(Stored data)
━━━

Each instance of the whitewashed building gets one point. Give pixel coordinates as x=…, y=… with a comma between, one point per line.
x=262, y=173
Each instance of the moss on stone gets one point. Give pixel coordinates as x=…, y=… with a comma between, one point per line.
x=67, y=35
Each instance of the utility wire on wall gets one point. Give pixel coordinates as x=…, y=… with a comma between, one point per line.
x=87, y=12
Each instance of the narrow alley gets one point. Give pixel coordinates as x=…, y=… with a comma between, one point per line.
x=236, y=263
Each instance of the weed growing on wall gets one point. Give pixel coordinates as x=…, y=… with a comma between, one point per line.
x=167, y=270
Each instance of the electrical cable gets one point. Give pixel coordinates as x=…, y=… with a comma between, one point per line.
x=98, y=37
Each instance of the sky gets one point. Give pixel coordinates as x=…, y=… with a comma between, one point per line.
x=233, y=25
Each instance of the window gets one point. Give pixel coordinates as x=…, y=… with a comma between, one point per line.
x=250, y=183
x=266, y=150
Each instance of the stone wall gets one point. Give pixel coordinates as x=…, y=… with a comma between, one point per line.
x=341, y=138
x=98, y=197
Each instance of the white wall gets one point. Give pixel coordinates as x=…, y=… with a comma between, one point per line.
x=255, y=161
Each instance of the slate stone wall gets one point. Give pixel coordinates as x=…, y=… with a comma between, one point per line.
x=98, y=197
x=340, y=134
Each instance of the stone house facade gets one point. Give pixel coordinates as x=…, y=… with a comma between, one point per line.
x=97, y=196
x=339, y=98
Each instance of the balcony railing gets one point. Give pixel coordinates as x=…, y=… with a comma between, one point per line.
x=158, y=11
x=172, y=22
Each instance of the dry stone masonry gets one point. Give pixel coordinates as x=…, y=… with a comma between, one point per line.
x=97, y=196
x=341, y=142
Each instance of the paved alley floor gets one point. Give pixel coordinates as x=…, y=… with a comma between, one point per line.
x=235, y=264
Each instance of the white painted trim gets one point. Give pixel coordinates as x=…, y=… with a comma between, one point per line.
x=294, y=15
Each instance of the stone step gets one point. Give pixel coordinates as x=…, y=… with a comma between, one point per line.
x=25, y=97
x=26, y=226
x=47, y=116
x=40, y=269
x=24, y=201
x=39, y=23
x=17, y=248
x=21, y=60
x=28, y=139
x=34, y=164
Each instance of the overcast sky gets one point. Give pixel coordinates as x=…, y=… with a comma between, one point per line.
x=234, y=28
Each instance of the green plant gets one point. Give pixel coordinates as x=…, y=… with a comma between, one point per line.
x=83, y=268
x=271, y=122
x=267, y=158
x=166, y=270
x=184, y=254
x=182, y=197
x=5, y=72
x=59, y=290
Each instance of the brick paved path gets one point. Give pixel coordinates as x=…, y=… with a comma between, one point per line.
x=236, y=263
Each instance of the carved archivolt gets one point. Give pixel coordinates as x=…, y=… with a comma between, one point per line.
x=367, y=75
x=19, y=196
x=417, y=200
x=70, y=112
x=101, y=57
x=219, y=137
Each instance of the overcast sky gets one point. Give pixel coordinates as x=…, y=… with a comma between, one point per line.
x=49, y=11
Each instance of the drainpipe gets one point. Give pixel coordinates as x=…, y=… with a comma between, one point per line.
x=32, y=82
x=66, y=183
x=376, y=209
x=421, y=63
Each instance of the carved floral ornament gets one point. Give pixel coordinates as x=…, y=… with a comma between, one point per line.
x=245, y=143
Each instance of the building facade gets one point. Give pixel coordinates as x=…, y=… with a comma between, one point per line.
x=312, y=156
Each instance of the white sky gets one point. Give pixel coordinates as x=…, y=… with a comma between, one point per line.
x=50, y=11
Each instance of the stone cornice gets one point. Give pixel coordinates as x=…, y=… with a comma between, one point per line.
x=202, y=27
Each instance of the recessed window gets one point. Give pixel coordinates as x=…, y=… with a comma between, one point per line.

━━━

What is needed is a word-for-word copy of all the records above.

Each instance of the whitewashed building gets one point. Give pixel coordinates as x=…, y=… with a comma between, one point per line.
x=262, y=173
Each instance of the moss on stone gets one point. Give pixel coordinates as x=…, y=… with a comma between, one point per line.
x=67, y=35
Each instance of the utility wire on wall gets one point. Give pixel coordinates as x=…, y=… with a comma between, one point per line.
x=87, y=12
Each instance of the narrow alley gets one point. Give pixel coordinates as x=…, y=… with a comma between, one point per line.
x=236, y=263
Each instance of the weed growing on wall gets one point. Give pixel coordinates as x=…, y=… with a comma between, one point per line.
x=167, y=270
Each instance of the electrical cable gets one point. Give pixel coordinates as x=…, y=… with a comma between, one point per line.
x=98, y=37
Each instance of the sky gets one point. Give pixel coordinates as x=…, y=… with a comma between, one point per line.
x=233, y=25
Each instance of the window gets one point. Give pixel coordinates as x=…, y=… with a comma between, one point per line.
x=250, y=183
x=266, y=150
Each instance of the stone wall gets one point. Give pixel coordinates as x=…, y=… with a comma between, one point per line.
x=341, y=138
x=98, y=197
Each instance of the white wall gets one point. Give pixel coordinates as x=…, y=… with a comma between, one point per line.
x=255, y=161
Each instance of the slate stone wall gets one point. Give pixel coordinates as x=…, y=… with a comma between, one point per line.
x=98, y=197
x=340, y=134
Each instance of the stone house facade gets one point. Give pixel coordinates as x=…, y=… with a comma between, one point per line.
x=97, y=196
x=339, y=98
Each instance of the balcony railing gets one point. Give pixel coordinates as x=…, y=… with a comma between, one point per line.
x=158, y=11
x=172, y=22
Each instance of the dry stone masonry gets one point. Give pixel coordinates as x=…, y=… with a comma between, one point per line.
x=97, y=196
x=341, y=142
Each instance of the paved alley floor gets one point. Give pixel coordinates as x=…, y=… with a comma between, one point per line.
x=235, y=264
Each instance of the white painted trim gets one point. Give pixel coordinates as x=…, y=… with a comma between, one point per line.
x=294, y=15
Each instance of the stone step gets one point. Give pixel coordinates as x=…, y=… with a comma between, one point per line.
x=25, y=97
x=26, y=226
x=47, y=116
x=40, y=269
x=24, y=201
x=39, y=23
x=17, y=248
x=21, y=60
x=28, y=139
x=34, y=164
Each instance of the overcast sky gets one point. Give pixel coordinates as x=…, y=… with a comma between, one point per line.
x=234, y=28
Each instance of the green plant gets one point. Give pixel coordinates as x=…, y=… with a comma between, one point per line.
x=83, y=268
x=271, y=122
x=267, y=158
x=166, y=270
x=184, y=254
x=182, y=197
x=5, y=72
x=59, y=290
Each instance of the brick paved path gets one point. Give pixel coordinates as x=…, y=… with a comma between, one point per line.
x=236, y=263
Each instance of the carved archivolt gets one point. Give pixel coordinates as x=…, y=… with a comma between, one point per line.
x=367, y=75
x=19, y=196
x=417, y=200
x=70, y=112
x=101, y=57
x=219, y=137
Each instance of the overcast sky gets one point. Give pixel coordinates as x=…, y=… with a comma between, one point per line.
x=49, y=11
Each instance of the drainpipe gets one point. Give pixel coordinates as x=…, y=… with a comma between, one point per line.
x=32, y=82
x=66, y=183
x=376, y=209
x=421, y=63
Each instance of the carved floral ornament gets one point. Give pixel coordinates as x=…, y=… with a comma between, one point per line.
x=245, y=143
Each instance of the building facade gets one point. Give pixel coordinates as x=…, y=… with a comma between, one point per line.
x=312, y=156
Each instance of the white sky gets one point. Give pixel coordinates as x=…, y=… with a comma between, one point per line.
x=50, y=11
Each instance of the stone cornice gets one point. Give pixel coordinates as x=…, y=… with a comma between, one point per line.
x=202, y=27
Each instance of the recessed window gets one point. Give pixel coordinates as x=…, y=… with a comma between, one point per line.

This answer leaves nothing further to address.